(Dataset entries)
● ● ●

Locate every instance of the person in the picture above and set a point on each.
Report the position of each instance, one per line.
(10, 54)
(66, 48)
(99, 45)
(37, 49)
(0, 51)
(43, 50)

● ● ●

YOUR ASSIGNMENT: Reproduce all the records. Keep them exact, please.

EXERCISE OUTPUT:
Locate every instance of the person in the picture above and set a point on each.
Report the position of each instance, one per line.
(10, 54)
(66, 48)
(99, 45)
(37, 49)
(0, 51)
(43, 50)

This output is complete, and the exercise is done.